**Materials provided:**
+ + + +

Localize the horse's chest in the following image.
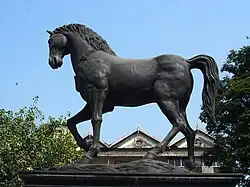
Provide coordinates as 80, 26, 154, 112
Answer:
74, 75, 89, 99
75, 58, 109, 88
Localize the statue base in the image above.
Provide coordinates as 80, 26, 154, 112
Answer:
19, 159, 243, 187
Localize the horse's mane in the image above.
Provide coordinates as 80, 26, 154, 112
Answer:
52, 23, 116, 56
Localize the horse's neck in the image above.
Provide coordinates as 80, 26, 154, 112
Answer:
67, 33, 92, 73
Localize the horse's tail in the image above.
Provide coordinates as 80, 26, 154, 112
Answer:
187, 55, 220, 125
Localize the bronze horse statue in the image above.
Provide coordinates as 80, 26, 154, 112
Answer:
46, 24, 219, 169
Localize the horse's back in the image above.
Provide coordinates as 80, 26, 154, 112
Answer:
92, 52, 158, 90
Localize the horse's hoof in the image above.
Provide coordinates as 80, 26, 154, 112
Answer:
79, 154, 94, 164
184, 161, 198, 171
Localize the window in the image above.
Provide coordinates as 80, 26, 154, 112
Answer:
169, 158, 175, 165
175, 159, 181, 166
168, 157, 182, 167
135, 139, 143, 147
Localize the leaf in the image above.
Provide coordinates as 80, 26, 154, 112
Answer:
0, 97, 83, 186
200, 45, 250, 184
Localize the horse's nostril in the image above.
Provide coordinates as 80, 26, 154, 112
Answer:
53, 57, 57, 63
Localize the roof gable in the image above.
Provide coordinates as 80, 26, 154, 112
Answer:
109, 128, 160, 148
170, 129, 215, 148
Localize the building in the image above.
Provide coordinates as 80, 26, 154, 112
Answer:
83, 127, 219, 173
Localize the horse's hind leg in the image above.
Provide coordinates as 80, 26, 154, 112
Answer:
143, 99, 196, 169
143, 81, 196, 169
143, 100, 182, 159
181, 113, 196, 169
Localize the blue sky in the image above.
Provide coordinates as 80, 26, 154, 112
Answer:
1, 0, 249, 143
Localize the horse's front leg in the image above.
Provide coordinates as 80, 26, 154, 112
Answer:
81, 85, 107, 164
67, 104, 92, 151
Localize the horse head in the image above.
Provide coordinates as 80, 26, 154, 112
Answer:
47, 30, 69, 69
46, 24, 116, 70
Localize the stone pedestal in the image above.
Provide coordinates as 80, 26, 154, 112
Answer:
19, 170, 243, 187
19, 159, 243, 187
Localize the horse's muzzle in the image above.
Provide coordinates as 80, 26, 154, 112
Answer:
48, 56, 63, 69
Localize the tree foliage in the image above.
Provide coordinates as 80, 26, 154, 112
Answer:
0, 97, 83, 186
199, 45, 250, 184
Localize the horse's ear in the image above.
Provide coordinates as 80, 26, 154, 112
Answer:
46, 30, 53, 35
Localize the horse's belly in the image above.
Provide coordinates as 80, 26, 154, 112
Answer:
108, 89, 155, 107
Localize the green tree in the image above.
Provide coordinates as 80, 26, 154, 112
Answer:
0, 97, 83, 186
199, 45, 250, 185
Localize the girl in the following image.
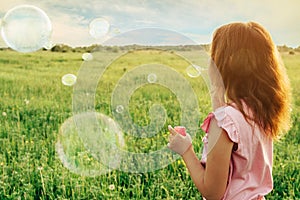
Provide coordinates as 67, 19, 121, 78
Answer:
167, 22, 291, 200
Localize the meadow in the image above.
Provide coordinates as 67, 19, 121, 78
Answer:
0, 48, 299, 199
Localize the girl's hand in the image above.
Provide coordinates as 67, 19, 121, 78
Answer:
167, 125, 192, 156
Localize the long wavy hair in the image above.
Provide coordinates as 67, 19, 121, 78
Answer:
210, 22, 291, 138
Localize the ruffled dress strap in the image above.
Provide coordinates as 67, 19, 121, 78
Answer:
200, 112, 214, 133
201, 106, 240, 144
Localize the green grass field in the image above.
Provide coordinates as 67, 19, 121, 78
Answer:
0, 49, 299, 199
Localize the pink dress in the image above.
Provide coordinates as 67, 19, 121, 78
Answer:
200, 104, 273, 200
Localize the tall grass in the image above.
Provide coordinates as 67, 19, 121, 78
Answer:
0, 49, 299, 199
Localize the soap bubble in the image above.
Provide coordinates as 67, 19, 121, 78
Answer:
82, 52, 93, 61
0, 5, 52, 53
115, 105, 124, 113
72, 112, 126, 169
112, 28, 121, 34
89, 18, 110, 39
186, 64, 203, 78
62, 74, 77, 86
56, 112, 125, 176
71, 28, 224, 173
147, 73, 157, 83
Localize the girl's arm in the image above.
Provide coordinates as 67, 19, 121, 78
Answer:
182, 118, 234, 200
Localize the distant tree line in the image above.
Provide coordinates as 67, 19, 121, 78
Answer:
0, 44, 299, 54
277, 45, 300, 55
45, 44, 211, 53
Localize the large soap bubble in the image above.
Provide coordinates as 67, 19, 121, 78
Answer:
56, 112, 126, 176
0, 5, 52, 53
71, 28, 216, 173
63, 27, 225, 175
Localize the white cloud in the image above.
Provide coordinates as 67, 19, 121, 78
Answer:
0, 0, 299, 47
51, 14, 91, 47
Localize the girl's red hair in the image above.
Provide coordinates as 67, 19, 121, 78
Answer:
211, 22, 291, 138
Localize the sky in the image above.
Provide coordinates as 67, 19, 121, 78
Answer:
0, 0, 300, 48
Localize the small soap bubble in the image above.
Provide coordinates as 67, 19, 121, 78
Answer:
0, 5, 52, 53
147, 73, 157, 83
115, 105, 124, 113
89, 18, 110, 39
82, 53, 93, 61
186, 65, 202, 78
62, 74, 77, 86
112, 28, 121, 34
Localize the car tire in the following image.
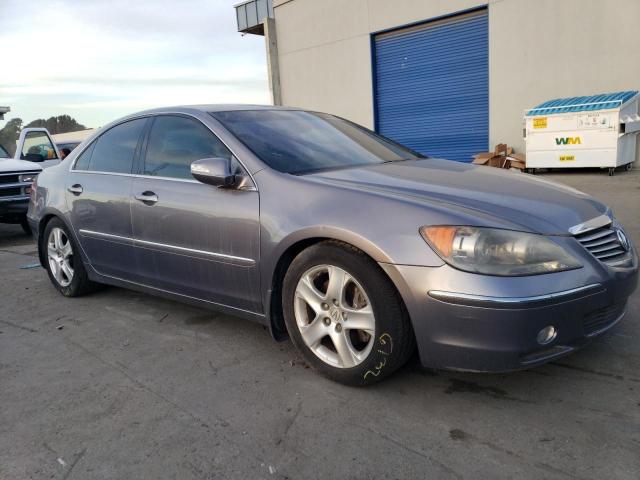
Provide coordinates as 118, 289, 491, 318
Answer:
42, 218, 99, 297
283, 240, 415, 385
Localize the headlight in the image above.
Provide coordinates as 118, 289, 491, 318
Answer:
19, 173, 38, 183
420, 226, 582, 276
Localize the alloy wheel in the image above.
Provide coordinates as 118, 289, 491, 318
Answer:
294, 264, 375, 368
47, 227, 74, 287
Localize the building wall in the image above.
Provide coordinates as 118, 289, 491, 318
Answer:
50, 129, 96, 144
273, 0, 640, 159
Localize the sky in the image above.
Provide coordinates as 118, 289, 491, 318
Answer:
0, 0, 270, 128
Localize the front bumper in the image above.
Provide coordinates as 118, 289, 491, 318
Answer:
381, 247, 638, 372
0, 195, 30, 222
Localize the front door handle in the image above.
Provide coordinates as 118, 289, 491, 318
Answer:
67, 184, 83, 195
135, 191, 158, 205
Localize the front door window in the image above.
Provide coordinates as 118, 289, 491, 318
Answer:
143, 115, 234, 179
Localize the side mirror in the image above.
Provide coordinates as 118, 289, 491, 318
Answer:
191, 158, 236, 187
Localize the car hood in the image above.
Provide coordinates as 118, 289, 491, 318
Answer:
0, 158, 43, 173
305, 158, 608, 234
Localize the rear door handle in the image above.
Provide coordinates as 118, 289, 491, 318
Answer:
67, 184, 83, 195
135, 191, 158, 204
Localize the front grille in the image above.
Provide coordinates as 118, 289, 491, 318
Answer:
0, 171, 38, 199
0, 187, 23, 197
583, 303, 626, 335
0, 174, 19, 185
574, 223, 630, 266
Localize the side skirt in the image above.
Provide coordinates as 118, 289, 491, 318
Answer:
86, 266, 268, 325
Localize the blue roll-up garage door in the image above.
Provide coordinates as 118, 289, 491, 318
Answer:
373, 10, 488, 162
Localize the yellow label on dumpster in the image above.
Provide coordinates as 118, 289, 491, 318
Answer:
559, 155, 575, 162
533, 117, 547, 129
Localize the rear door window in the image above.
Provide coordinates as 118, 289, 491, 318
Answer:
143, 115, 233, 180
73, 141, 97, 170
85, 118, 146, 174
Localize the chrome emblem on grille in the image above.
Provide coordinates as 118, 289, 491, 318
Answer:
616, 228, 630, 252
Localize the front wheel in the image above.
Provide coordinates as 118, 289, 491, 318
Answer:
282, 241, 414, 385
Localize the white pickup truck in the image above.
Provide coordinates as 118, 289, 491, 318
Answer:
0, 128, 60, 233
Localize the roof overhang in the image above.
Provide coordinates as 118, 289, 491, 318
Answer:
0, 106, 9, 120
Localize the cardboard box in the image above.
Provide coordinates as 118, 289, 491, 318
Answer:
473, 144, 527, 171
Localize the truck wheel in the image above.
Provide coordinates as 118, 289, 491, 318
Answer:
20, 218, 31, 235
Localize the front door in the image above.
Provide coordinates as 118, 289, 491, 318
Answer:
17, 128, 60, 168
130, 115, 261, 313
66, 118, 147, 278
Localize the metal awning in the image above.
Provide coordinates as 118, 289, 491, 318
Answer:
235, 0, 273, 35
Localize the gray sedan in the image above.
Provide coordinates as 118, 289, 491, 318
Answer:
27, 105, 638, 385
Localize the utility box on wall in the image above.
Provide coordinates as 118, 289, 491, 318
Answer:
524, 91, 640, 173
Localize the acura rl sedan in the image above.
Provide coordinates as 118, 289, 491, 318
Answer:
27, 105, 638, 385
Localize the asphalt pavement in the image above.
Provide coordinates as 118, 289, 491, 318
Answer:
1, 169, 639, 479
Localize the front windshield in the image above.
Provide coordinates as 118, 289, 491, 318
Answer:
210, 110, 424, 174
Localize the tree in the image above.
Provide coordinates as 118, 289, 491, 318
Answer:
26, 115, 87, 135
0, 118, 23, 157
0, 115, 87, 157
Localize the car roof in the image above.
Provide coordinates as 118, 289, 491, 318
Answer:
135, 104, 302, 115
94, 104, 307, 139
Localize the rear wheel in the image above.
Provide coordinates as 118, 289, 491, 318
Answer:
43, 218, 98, 297
283, 241, 414, 385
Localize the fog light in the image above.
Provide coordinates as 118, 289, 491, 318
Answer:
537, 326, 557, 345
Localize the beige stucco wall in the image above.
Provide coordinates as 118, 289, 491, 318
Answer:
273, 0, 640, 159
50, 129, 96, 143
489, 0, 640, 156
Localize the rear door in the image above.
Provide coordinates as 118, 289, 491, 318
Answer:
130, 114, 261, 312
67, 118, 148, 278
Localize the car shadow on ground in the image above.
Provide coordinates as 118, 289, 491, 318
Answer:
0, 223, 34, 248
92, 282, 635, 409
4, 189, 636, 415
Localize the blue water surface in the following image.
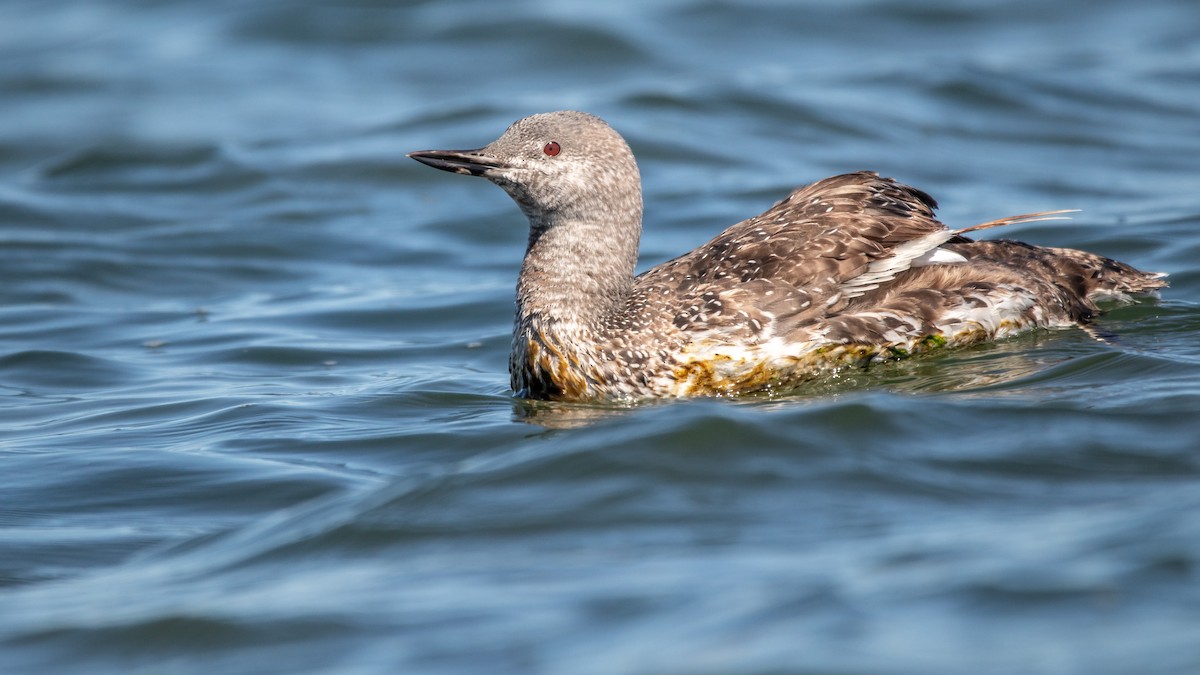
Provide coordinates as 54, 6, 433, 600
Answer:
2, 1, 1199, 673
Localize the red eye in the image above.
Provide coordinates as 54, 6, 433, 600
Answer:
543, 141, 561, 156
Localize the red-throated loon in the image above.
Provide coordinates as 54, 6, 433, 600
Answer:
409, 111, 1166, 401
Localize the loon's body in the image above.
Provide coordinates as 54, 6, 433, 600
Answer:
410, 111, 1166, 401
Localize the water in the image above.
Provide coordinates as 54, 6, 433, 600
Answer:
2, 0, 1199, 672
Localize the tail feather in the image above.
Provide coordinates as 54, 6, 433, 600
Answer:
949, 209, 1167, 299
953, 209, 1080, 236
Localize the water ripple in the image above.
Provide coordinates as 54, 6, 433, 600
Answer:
3, 0, 1199, 673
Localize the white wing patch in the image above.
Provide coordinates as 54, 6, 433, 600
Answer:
840, 230, 958, 299
912, 247, 967, 266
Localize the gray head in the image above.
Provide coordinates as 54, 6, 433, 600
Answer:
409, 111, 643, 229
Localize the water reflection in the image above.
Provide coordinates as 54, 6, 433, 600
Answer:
511, 397, 641, 429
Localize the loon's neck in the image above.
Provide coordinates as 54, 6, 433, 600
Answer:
515, 208, 642, 332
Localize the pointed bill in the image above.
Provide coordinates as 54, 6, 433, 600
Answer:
407, 148, 505, 177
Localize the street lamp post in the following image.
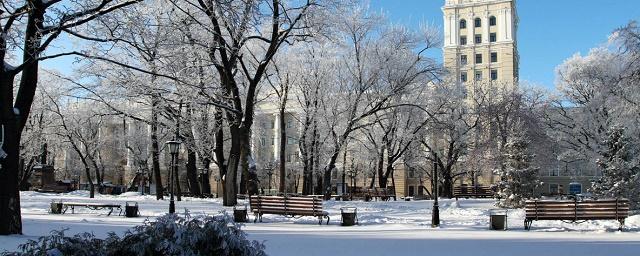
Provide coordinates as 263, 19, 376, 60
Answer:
431, 152, 440, 227
348, 166, 357, 201
166, 140, 181, 214
266, 165, 274, 195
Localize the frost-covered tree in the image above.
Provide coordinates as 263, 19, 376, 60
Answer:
0, 0, 141, 235
495, 127, 541, 208
590, 126, 639, 206
546, 21, 640, 206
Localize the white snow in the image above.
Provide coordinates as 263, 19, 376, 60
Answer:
1, 191, 639, 255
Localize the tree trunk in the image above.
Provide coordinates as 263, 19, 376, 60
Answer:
202, 158, 211, 194
0, 73, 23, 234
84, 166, 95, 198
150, 95, 164, 200
214, 108, 227, 200
314, 172, 323, 195
90, 158, 103, 194
442, 166, 454, 198
376, 149, 385, 188
369, 172, 376, 188
19, 157, 36, 191
223, 127, 243, 206
175, 156, 182, 201
186, 148, 200, 196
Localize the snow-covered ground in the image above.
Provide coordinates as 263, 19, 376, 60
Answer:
1, 191, 639, 255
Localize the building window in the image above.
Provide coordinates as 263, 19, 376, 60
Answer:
550, 169, 559, 176
475, 54, 482, 64
474, 34, 482, 44
460, 19, 466, 29
569, 183, 582, 195
460, 36, 467, 45
474, 18, 481, 27
461, 72, 468, 82
260, 137, 266, 146
460, 55, 467, 65
549, 183, 559, 195
491, 52, 498, 63
287, 137, 296, 145
286, 120, 293, 129
475, 70, 482, 81
490, 33, 497, 42
271, 119, 276, 129
489, 16, 496, 26
271, 137, 275, 146
490, 70, 498, 81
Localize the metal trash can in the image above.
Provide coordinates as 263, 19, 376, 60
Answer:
50, 201, 63, 214
125, 202, 139, 217
234, 205, 248, 223
340, 207, 358, 226
489, 209, 508, 230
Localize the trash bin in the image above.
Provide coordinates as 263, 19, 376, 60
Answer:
50, 201, 63, 214
340, 207, 358, 226
234, 205, 248, 223
489, 209, 508, 230
125, 202, 139, 217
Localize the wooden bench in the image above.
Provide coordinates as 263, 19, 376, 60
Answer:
524, 198, 629, 231
37, 184, 72, 193
365, 188, 396, 201
249, 195, 330, 225
453, 186, 494, 200
56, 202, 122, 216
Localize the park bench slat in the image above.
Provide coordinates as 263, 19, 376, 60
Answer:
250, 195, 329, 225
53, 201, 122, 216
524, 198, 628, 231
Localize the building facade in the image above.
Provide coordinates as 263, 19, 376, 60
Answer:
443, 0, 518, 84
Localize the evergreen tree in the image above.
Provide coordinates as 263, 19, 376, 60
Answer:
495, 130, 541, 208
591, 126, 640, 207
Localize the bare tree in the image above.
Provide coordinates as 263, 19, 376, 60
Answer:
0, 0, 140, 234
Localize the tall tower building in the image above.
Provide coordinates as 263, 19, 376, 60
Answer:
442, 0, 518, 84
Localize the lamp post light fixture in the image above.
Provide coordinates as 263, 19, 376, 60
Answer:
166, 140, 181, 214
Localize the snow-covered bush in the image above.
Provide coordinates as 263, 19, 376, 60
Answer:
494, 131, 541, 208
7, 214, 266, 256
590, 126, 640, 208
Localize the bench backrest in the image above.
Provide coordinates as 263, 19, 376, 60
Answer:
453, 186, 493, 196
525, 199, 629, 220
250, 196, 324, 216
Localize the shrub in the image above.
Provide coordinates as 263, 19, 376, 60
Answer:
5, 214, 266, 256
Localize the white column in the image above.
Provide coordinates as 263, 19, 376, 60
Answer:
452, 14, 459, 46
467, 14, 474, 45
444, 14, 451, 47
483, 11, 490, 43
505, 8, 513, 41
498, 9, 506, 41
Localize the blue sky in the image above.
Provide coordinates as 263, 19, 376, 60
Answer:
41, 0, 640, 91
369, 0, 640, 90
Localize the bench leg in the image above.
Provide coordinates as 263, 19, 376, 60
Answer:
524, 220, 532, 231
326, 216, 330, 225
619, 219, 625, 231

+ + + +

**Required action:** Pick out and copy the lines of the entries that hold the string "girl".

**Problem solution:**
Localize the girl in the following image.
Localize the girl's hand in the image above.
Localize the girl's arm in the image above.
Localize the girl's red hair in the image above.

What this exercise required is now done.